What you are asked to do: What follows is data; output all of it exactly as given.
[Start of section]
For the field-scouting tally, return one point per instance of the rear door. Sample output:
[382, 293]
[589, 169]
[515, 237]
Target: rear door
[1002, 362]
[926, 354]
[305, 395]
[End of section]
Result of this exercise:
For the field-scouting tally, return one point per instance of the rear door. Sample output:
[382, 293]
[589, 169]
[515, 237]
Target: rear door
[1002, 362]
[926, 354]
[305, 395]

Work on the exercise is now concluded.